Dataset content ->
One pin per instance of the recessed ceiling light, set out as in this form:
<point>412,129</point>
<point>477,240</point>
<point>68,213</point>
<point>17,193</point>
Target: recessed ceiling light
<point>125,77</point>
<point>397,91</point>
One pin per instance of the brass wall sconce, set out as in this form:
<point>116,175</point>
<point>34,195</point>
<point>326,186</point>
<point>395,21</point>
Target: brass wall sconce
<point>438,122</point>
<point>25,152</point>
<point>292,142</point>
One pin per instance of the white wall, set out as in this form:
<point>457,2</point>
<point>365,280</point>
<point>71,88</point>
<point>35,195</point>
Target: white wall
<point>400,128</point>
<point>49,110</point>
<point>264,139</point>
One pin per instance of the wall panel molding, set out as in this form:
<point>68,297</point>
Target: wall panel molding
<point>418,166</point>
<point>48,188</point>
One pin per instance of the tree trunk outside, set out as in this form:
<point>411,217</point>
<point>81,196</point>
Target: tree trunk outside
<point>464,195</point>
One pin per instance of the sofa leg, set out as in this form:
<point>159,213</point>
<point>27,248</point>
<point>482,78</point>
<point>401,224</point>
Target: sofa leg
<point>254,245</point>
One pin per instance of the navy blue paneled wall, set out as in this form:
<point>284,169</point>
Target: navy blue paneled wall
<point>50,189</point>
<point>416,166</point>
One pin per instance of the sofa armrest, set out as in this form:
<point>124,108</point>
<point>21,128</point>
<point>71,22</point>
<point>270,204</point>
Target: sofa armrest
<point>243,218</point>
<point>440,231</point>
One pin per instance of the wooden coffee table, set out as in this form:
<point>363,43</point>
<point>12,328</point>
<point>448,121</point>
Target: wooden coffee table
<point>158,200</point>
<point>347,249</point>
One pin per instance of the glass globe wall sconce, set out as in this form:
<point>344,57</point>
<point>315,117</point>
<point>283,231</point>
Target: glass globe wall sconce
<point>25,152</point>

Task instructions ->
Rescale the records from the start through the line containing "<point>416,166</point>", inclusive: repeat every line in that span, requests included, and multiply each answer coordinate by 1.85, rounding to whole numbers with halves rounded up. Leave the numbers in the requests and their format samples unchanged, and give only those lines.

Reply to the exercise ->
One pin per instance of the recessed ceiling light, set out as in this form:
<point>412,129</point>
<point>477,240</point>
<point>68,213</point>
<point>17,193</point>
Target: recessed ceiling light
<point>231,142</point>
<point>734,168</point>
One pin per instance of the brass wall sconce, set out as in this form:
<point>116,175</point>
<point>34,195</point>
<point>326,186</point>
<point>395,21</point>
Target: brass wall sconce
<point>810,226</point>
<point>46,281</point>
<point>540,263</point>
One pin per instance of the white wall, set out as in this form:
<point>457,2</point>
<point>365,280</point>
<point>71,88</point>
<point>35,195</point>
Target: white wall
<point>740,237</point>
<point>91,204</point>
<point>488,257</point>
One pin per instance of the wall panel molding, set out as in this form:
<point>68,297</point>
Target: wall panel molding
<point>773,307</point>
<point>89,348</point>
One pin per instance of the tree trunk outside, set out as in this form:
<point>411,217</point>
<point>81,196</point>
Target: tree trunk outside
<point>858,361</point>
One pin per instance of the sofa leg, set out as in this form:
<point>159,213</point>
<point>27,248</point>
<point>482,78</point>
<point>401,224</point>
Target: sofa leg
<point>470,453</point>
One pin per instance of the navy blue paneled wall, set out as in this form:
<point>284,169</point>
Target: navy blue paneled wall
<point>93,350</point>
<point>770,307</point>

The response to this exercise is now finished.